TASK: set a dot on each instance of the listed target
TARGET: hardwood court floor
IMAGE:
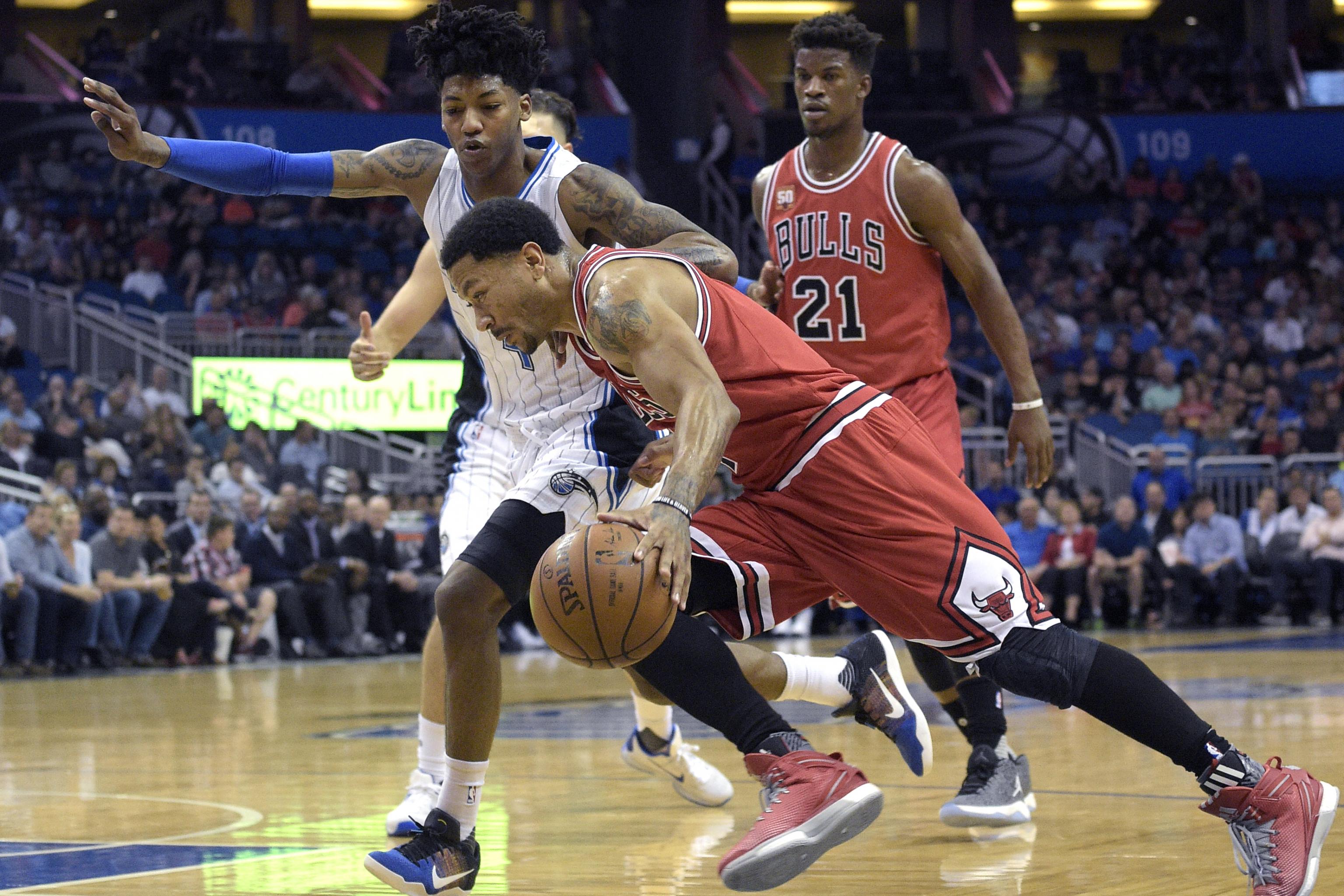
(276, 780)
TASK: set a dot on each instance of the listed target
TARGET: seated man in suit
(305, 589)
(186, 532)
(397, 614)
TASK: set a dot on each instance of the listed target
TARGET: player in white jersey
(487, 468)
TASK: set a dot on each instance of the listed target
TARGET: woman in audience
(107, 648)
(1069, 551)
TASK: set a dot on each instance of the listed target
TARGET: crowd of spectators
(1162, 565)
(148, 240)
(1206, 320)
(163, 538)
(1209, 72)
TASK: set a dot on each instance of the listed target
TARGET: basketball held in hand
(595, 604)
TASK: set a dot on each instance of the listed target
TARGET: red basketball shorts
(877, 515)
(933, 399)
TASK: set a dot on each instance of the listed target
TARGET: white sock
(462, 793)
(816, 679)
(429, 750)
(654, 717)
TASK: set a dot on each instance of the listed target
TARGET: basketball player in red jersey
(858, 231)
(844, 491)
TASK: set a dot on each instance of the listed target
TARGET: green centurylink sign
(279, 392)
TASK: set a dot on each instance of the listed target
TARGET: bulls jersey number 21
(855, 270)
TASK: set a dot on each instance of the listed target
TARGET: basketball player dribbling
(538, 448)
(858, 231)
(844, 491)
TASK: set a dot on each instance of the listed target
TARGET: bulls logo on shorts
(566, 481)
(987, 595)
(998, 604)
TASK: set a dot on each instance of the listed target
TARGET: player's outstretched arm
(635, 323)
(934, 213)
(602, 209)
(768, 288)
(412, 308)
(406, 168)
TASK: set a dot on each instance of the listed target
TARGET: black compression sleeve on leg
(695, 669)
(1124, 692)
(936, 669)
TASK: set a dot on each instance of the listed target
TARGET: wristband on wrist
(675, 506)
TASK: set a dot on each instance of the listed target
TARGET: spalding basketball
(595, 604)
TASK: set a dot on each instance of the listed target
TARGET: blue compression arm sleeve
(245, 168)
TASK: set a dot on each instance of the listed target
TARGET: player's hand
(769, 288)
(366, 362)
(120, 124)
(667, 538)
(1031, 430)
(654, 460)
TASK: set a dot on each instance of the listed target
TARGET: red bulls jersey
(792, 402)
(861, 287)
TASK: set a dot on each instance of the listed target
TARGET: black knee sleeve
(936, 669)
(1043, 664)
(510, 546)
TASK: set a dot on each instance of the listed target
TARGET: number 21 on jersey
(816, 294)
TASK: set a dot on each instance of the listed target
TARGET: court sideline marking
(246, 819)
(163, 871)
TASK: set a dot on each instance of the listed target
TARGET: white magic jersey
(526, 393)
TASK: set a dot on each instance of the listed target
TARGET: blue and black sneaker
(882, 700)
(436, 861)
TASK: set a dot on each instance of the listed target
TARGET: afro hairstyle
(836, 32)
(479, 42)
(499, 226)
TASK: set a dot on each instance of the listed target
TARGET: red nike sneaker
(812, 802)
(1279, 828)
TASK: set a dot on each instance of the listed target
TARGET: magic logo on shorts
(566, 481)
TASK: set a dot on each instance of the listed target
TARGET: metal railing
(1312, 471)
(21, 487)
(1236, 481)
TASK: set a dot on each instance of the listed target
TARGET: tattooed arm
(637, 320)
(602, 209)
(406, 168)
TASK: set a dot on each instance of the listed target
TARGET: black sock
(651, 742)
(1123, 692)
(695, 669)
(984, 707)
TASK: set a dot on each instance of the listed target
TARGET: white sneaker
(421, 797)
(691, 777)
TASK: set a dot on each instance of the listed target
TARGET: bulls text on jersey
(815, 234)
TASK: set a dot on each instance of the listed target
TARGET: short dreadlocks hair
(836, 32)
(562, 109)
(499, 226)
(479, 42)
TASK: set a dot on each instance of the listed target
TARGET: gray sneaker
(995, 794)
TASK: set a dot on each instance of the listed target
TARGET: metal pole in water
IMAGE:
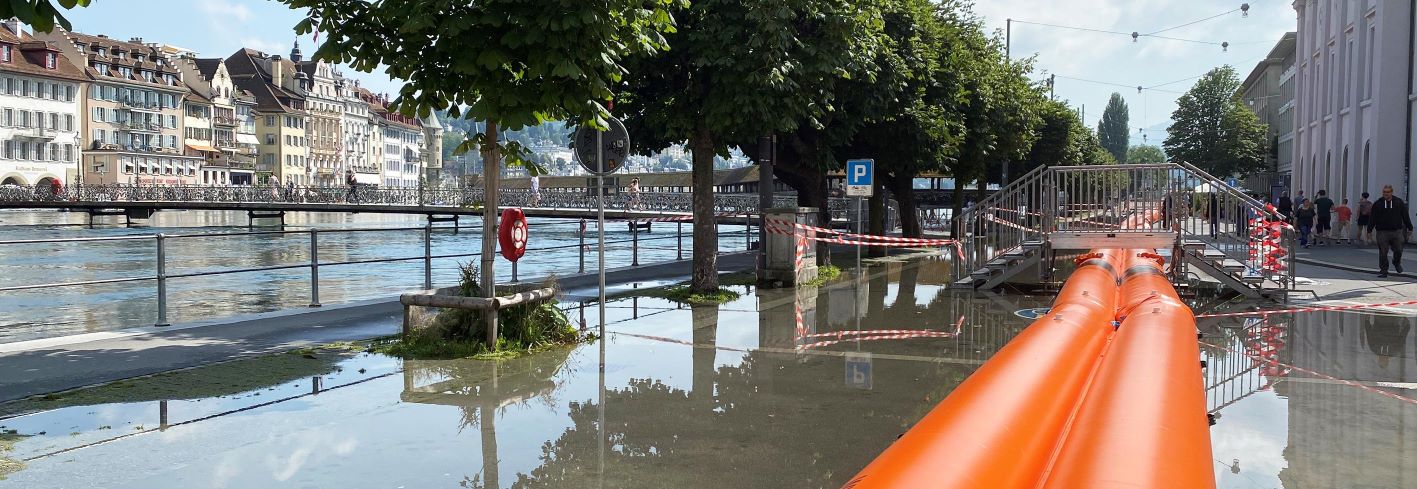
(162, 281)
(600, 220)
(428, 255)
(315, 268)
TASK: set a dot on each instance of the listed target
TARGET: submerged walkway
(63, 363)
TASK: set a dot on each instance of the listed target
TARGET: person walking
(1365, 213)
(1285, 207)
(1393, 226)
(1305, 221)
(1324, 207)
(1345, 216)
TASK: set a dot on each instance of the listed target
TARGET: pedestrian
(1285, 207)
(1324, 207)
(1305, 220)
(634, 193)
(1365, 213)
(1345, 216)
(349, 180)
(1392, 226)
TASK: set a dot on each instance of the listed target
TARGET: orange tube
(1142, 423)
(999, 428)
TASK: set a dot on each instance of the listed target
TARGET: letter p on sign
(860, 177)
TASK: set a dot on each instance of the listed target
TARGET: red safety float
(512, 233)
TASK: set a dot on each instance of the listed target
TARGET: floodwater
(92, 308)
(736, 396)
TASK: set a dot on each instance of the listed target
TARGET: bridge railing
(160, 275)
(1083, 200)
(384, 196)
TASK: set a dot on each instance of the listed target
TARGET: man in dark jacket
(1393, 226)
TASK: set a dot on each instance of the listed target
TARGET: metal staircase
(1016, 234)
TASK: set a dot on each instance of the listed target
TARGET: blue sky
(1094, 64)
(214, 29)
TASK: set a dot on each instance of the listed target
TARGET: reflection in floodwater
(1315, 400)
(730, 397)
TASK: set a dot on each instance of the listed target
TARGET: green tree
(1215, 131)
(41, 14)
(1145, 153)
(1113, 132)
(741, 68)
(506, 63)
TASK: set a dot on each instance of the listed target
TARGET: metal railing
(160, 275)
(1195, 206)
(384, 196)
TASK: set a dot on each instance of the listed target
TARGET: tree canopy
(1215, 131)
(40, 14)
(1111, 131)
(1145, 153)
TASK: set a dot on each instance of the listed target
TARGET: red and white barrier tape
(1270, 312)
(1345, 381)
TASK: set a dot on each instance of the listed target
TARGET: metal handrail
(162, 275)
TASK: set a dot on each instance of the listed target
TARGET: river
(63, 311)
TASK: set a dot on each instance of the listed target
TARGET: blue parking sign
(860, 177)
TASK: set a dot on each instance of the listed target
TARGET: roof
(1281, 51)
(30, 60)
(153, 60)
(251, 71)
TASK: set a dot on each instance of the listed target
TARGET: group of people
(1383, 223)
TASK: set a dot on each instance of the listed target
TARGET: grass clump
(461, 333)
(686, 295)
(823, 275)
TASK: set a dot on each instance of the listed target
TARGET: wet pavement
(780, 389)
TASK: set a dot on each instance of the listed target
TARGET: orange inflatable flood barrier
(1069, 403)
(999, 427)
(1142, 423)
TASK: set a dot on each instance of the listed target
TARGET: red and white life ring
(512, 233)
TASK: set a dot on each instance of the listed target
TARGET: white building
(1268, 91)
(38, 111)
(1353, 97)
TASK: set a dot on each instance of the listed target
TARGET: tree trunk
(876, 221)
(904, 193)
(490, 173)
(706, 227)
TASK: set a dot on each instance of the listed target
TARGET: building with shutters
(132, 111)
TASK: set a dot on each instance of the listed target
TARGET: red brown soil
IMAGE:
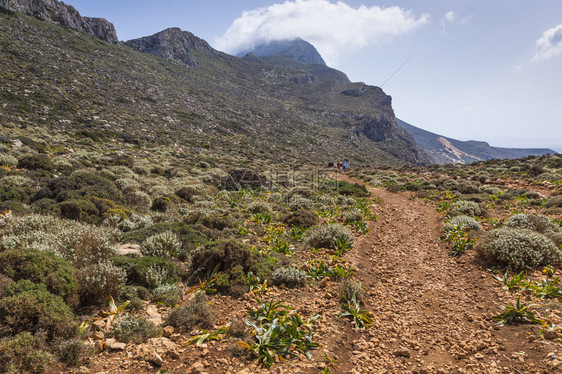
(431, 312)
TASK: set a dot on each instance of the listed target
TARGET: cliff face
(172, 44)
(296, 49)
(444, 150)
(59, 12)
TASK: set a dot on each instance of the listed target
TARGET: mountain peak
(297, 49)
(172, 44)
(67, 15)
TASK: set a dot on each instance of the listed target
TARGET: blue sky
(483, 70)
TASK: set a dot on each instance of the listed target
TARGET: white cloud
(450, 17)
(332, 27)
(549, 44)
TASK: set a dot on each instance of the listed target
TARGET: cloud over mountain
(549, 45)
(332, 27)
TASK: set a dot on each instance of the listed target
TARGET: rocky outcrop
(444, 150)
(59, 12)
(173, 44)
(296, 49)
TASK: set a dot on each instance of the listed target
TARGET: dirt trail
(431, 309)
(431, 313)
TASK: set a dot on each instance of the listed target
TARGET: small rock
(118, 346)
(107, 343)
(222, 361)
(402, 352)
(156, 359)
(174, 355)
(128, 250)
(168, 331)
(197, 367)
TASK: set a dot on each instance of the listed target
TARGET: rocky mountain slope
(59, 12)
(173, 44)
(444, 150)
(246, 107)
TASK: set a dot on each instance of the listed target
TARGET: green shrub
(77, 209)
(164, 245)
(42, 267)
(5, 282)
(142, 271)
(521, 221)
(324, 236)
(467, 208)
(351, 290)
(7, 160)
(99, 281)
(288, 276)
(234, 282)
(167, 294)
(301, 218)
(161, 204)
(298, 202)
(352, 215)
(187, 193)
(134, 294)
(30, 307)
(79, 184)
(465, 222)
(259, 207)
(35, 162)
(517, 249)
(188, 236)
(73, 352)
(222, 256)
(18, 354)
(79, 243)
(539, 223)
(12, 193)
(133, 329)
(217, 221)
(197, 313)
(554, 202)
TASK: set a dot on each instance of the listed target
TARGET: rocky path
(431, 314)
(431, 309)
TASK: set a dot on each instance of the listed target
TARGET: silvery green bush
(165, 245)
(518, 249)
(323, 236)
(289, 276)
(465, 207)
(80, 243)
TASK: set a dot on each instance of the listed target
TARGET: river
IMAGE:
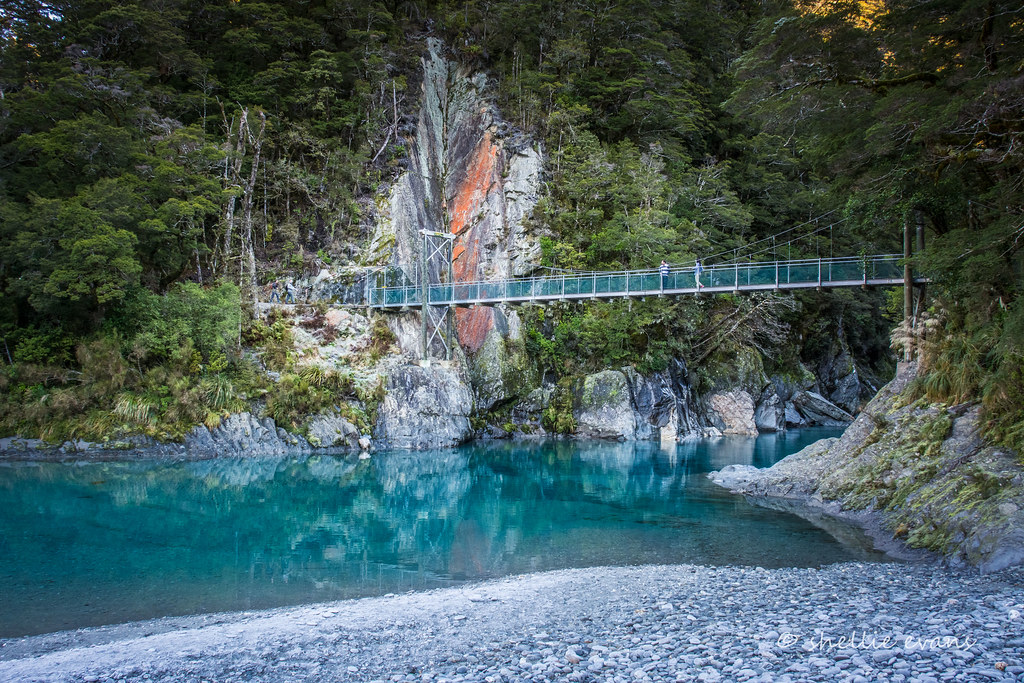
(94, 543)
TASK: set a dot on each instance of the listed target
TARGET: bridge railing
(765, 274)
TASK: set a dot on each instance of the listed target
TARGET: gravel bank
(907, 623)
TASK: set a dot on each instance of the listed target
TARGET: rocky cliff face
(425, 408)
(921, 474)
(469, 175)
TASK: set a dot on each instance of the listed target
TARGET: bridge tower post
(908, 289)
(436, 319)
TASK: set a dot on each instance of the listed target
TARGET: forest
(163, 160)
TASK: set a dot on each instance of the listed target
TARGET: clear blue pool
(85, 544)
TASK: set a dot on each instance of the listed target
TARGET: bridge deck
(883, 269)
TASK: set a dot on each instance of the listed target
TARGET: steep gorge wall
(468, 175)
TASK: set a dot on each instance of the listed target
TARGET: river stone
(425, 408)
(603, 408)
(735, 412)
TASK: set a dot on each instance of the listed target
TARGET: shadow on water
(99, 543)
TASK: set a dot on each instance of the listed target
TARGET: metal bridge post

▶ Set problem
Please pull out every row above that contains the word "sleeve", copying each one in full.

▶ Written answer
TARGET: black compression sleeve on leg
TARGET: blue compression arm sleeve
TARGET: black knee sleeve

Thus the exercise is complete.